● **Source extract**:
##############################
- Mukhiyapatti Musharniya Rural Municipality Location in Madhesh Province Mukhiyapatti Musharniya Rural Municipality Mukhiyapatti Musharniya Rural Municipality (Nepal)
- Coordinates: 26°36′20″N 85°52′50″E﻿ / ﻿26.60556°N 85.88056°E
- Country: Nepal
- Development Region: Central
- Province: Province No. 2
- District: Dhanusha District

Government
- • Chairman: Jay Kumar yadav (CPN (US))
- • Deputy Chairman: Saida khatun (CPN (US))

Area
- • Total: 26.84 km^{2} (10.36 sq mi)
- Elevation: 59 m (194 ft)

Population (2011)
- • Total: 25,482
- • Density: 950/km^{2} (2,500/sq mi)
- • Ethnicities: Maithil Brahmin Yadav Lohar Sudi Teli
- • Religion: Hinduism Islam

Languages
- • Local: Maithili
- • Official: Nepali
- Time zone: UTC+5:45 (Nepal Time)
##############################
● **Supplied material**:
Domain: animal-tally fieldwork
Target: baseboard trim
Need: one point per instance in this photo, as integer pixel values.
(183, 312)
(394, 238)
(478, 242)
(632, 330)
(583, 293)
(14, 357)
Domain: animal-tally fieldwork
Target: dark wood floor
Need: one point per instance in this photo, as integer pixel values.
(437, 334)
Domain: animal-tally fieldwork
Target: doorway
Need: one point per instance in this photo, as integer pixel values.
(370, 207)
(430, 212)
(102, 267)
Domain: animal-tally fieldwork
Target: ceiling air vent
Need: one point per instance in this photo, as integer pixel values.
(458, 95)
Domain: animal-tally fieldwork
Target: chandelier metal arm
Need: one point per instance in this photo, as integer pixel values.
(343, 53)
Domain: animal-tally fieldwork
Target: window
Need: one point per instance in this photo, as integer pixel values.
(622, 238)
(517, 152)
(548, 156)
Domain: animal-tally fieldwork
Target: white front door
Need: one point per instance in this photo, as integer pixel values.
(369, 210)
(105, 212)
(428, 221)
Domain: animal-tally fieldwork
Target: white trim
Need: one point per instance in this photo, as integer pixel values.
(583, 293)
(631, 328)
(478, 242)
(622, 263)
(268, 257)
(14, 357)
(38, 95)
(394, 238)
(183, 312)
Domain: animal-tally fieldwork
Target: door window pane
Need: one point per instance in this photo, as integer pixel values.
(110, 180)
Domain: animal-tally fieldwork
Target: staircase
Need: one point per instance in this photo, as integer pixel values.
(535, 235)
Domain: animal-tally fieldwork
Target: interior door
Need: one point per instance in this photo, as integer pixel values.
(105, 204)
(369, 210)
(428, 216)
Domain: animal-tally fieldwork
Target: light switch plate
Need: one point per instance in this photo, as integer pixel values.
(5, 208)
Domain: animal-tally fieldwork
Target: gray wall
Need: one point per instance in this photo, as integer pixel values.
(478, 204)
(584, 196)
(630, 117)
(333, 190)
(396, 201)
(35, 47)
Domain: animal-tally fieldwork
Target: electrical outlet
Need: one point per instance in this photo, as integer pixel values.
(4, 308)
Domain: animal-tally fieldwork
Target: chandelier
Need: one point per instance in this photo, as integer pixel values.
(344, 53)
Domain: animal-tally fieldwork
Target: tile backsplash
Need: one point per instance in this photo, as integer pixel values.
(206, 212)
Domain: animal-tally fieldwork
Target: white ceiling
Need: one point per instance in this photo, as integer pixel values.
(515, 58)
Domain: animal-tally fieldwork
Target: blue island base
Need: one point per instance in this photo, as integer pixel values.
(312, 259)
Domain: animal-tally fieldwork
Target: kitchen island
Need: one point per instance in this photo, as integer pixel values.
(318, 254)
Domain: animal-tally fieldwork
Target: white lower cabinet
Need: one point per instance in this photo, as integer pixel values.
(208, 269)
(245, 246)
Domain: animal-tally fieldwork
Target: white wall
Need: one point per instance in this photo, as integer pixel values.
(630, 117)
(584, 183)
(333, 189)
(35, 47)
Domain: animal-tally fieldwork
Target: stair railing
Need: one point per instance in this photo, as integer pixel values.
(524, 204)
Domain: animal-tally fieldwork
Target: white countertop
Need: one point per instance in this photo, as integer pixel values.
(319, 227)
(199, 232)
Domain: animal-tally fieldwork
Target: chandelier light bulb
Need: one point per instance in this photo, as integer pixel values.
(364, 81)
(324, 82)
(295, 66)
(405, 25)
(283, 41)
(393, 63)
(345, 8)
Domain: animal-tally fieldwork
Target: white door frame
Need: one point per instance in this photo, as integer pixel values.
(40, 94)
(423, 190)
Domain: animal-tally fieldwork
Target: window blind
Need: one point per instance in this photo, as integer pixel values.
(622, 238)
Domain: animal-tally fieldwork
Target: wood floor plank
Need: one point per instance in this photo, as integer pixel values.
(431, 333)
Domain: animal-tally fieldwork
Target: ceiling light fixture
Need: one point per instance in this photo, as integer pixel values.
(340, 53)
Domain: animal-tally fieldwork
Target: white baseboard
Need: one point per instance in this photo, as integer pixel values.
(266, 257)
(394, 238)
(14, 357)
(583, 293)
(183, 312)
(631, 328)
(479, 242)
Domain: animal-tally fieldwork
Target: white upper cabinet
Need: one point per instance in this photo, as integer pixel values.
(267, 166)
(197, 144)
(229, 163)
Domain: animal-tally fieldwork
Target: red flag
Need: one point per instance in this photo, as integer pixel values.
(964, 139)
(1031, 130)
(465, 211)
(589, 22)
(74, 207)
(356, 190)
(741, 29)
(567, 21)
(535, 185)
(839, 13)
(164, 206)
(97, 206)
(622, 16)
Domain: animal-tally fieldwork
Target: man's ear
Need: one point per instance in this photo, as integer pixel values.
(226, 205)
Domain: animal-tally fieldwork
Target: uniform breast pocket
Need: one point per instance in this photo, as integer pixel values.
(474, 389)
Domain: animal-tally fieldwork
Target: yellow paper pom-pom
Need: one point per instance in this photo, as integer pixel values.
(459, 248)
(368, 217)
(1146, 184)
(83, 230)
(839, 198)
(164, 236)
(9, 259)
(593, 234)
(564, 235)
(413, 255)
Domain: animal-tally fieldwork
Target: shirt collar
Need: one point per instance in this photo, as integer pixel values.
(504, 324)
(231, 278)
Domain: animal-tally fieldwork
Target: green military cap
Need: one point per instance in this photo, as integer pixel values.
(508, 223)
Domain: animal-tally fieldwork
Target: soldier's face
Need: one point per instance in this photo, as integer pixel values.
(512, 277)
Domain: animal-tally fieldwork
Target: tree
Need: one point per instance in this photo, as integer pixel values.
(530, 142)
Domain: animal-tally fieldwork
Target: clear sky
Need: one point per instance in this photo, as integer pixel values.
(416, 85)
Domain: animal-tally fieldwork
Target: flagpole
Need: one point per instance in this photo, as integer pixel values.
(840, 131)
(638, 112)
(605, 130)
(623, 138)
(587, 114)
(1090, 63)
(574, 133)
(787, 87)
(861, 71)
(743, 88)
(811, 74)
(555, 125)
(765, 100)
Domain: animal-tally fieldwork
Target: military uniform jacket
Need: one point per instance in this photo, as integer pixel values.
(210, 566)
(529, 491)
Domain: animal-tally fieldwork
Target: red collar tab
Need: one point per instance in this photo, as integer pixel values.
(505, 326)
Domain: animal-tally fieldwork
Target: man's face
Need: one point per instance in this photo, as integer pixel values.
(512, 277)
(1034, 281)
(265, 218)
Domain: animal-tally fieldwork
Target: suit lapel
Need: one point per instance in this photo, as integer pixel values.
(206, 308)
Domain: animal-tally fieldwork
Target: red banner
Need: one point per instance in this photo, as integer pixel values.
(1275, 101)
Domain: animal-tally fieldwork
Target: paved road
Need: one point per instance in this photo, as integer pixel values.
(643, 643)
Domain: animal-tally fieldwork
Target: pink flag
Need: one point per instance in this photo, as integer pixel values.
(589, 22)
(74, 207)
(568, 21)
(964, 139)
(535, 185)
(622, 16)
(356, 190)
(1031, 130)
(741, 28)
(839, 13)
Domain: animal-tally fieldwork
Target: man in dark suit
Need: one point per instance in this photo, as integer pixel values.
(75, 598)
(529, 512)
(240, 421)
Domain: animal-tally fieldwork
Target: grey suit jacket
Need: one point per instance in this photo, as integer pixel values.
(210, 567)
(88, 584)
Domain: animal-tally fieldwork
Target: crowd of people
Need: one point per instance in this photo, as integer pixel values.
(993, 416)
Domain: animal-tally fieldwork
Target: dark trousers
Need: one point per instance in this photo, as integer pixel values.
##############################
● **Exercise instructions**:
a) What local language does the Mukhiyapatti Musharniya fact sheet give?
b) Extend the Mukhiyapatti Musharniya fact sheet, starting after its last entry on the time zone.
The listing above comes from a different source than the Mukhiyapatti Musharniya fact sheet.

● **Responses to the tasks**:
a) Maithili

b)
- Postal Code: 45611, 45612
- Area code: 041
- Website: mukhiyapattimusaharmiyamun.gov.np

= Mukhiyapatti Musharniya Rural Municipality =

Mukhiyapatti Musharniya is a rural municipality in Dhanusha District in Province No. 2 of south-eastern Nepal established in 2073 BS. As of 2011 Nepal census, it has a population of 25,482. It was formed by joining Tulsiyahi Nikas, Tulsiyani Jabdi, Baheda Bela and former Mukhiyapatti Musharniya Village development committees. The total area of Nagarain municipality is 26.84 km^{2}.

== Lowest altitude in Nepal ==
On a geographical basis, it is the lowest point in Nepal from sea level, the highest being the peak of Mount Everest.

== Notable people ==

- Ram Saroj Yadav, CA member, Member of Provincial Assembly and Minister of Physical Infrastructure Development of Madhesh Pradesh.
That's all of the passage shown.